**Extracted text:**
27 August, 2022 16:19:06
On International Dog Day, let’s talk about undivided Bengal’s only purebred hound

Sarail is a subdivision of Brahmanbaria district in modern day Bangladesh. Historically, it was the domain of Isa Khan, a Muslim Rajput zamindar who was one of the renowned Baro Bhuiyans (twelve landlords) of 16th-century Bengal. Throughout his reign, he resisted repeated invasions by the Mughal empire, and it was only after his death that the region came under Mughal control.

Which brings us to the topic under discussion. It was the Mughal military aristocracy stationed in and around Sarail which created undivided Bengal’s only purebred international dog breed - the Sarail Hound. And August 26 being International Dog Day, celebrated since 2004 to draw attention to stray and rescue dogs, we thought this was a good time to look at the Sarail Hound, and the threat it faces today. 

Descended from the Arabic Saluki, one of the oldest hunting breeds in the world, Sarail Hounds were bred over hundreds of years into superior hunting dogs. They have served as Army and police dogs in Bangladesh, as hunting and guard dogs, and as fiercely loyal pets. A popular story attributed to Gen. M.A.G. Osmani, the renowned freedom fighter who was one of the leaders of the Bangladesh War of Liberation (1971), recounts how he was saved by one of two Sarails he owned when he was attacked.

**Data excerpt:**
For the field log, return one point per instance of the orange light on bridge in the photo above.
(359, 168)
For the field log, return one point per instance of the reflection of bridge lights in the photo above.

**What this exercise asks:**
1 - In the text about the Sarail Hound, which breed is the hound said to be descended from?
2 - Go on with the text about the Sarail Hound, starting after its final sentence.
The material placed after the Sarail Hound text was drawn from a separate source.

**Final answers:**
1 - The Arabic Saluki, one of the oldest hunting breeds in the world.

2 -
In appearance, the Sarail Hound bears a close resemblance to the Greyhound, and is still found mainly in Sarail. The body is compact and tough, lightly built and fine-boned, with long legs and a long, narrow head. Their nature is largely reserved and controlled, and though extremely attached to their humans, they rarely show open affection by cuddling or licking.

Though not much authentic information exists about the origin of the breed, some researchers conclude that the Sarail Hound was a fusion of the Saluki, and local wild dogs, with the Greyhound added in during the British era. Sadly, purebred Sarail Hounds today face a very real possibility of extinction, leading to concern and alarm among dog lovers of Bangladesh.

Broadly speaking, the Sarail Hound is from the family of sight hounds, which rely on their sharp eyesight, rather than smell, to chase and hunt prey. Sight hounds are ancient breeds that were brought into the subcontinent by traders from the Arabic regions, such as Saluki, Azawakh, Tazi and Afghan Hound were common among them. However, the breed is rapidly losing its purity as it has now become common practice to breed Sarail Hounds with local breeds owing to a lack of genuine breeders.

In 2021, some estimates put the number of purebred Sarail Hounds in Bangladesh at just a few dozen, with an AFP report stating, “In the densely populated country of 168 million where some 30 percent of people live below the poverty line and access to land is scarce, Sarails are viewed as a luxury beyond the reach of ordinary Bangladeshis.”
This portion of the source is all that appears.